[WHAT IS REQUIRED] Copy exactly the lines that run from the top of the listing to the line containing "target | sony ericsson sign", both ends included, and omit the pictures.

============================================================

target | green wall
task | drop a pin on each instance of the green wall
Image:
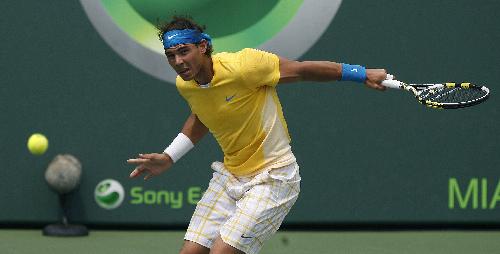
(365, 156)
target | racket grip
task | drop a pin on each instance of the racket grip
(392, 84)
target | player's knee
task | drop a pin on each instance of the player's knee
(193, 248)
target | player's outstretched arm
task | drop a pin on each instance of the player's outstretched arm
(324, 71)
(153, 164)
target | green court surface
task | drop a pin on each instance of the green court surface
(290, 242)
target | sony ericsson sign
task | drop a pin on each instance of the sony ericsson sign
(110, 194)
(288, 28)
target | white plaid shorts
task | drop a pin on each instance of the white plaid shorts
(244, 212)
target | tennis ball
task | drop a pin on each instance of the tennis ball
(38, 144)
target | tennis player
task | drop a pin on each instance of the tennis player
(233, 96)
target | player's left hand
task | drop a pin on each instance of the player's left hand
(374, 78)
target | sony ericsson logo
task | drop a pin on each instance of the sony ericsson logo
(288, 28)
(109, 194)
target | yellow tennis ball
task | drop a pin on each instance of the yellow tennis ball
(38, 144)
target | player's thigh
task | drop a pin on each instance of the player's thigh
(262, 209)
(213, 209)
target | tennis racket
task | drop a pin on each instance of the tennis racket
(443, 96)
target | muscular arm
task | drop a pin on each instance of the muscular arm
(153, 164)
(194, 129)
(322, 71)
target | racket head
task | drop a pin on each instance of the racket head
(450, 95)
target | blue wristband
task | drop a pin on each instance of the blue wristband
(355, 73)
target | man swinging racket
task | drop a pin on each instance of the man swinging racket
(233, 96)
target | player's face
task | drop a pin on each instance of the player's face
(186, 60)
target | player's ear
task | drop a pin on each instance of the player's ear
(203, 45)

============================================================

[RESPONSE BOX]
target | green wall
task | drop a pin on each instance of the green wall
Image:
(365, 156)
target | racket grip
task | drop a pin on each instance of the racket grip
(392, 84)
target | player's knee
task | drop a pin on each instance of the player's knee
(193, 248)
target | player's outstretched arm
task | drop a pin on each instance of the player's outstretched arm
(324, 71)
(153, 164)
target | green court surface
task | drop a pin on each instance of the green court surface
(290, 242)
target | sony ericsson sign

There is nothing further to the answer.